WORKING DATA: Begin

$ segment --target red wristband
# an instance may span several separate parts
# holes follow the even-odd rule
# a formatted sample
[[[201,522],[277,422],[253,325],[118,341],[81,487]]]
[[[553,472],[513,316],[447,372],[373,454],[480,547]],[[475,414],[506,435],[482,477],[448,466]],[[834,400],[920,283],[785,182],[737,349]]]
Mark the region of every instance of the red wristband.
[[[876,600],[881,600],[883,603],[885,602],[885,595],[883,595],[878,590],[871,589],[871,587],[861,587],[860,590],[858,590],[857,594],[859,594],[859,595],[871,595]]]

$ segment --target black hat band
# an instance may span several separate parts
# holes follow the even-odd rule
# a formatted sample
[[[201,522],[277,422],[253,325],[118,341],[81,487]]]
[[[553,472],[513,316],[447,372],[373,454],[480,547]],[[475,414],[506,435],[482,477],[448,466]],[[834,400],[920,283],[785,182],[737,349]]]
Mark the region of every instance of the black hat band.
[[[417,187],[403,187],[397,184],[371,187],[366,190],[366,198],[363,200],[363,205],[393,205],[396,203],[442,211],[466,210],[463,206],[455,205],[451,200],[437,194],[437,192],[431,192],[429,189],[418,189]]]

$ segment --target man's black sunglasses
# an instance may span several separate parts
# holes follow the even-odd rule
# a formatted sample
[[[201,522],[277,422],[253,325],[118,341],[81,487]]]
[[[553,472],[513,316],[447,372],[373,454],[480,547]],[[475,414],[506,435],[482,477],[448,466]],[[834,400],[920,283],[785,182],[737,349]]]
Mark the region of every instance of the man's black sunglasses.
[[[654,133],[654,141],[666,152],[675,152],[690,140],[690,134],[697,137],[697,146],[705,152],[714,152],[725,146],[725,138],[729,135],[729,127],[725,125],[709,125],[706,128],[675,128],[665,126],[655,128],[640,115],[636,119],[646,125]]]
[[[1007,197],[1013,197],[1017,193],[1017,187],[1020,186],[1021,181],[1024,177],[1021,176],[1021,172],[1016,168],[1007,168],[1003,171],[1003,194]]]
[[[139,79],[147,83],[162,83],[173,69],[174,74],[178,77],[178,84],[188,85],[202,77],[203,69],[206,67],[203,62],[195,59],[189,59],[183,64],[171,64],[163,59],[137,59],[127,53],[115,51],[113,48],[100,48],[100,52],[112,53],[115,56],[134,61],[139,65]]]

WORKING DATA: End

EXERCISE DIRECTIONS: Please return every line of the records above that contains the word "target".

TASK RESULT:
$ segment --target red wristband
$ segment --target black hat band
$ segment --target man's black sunglasses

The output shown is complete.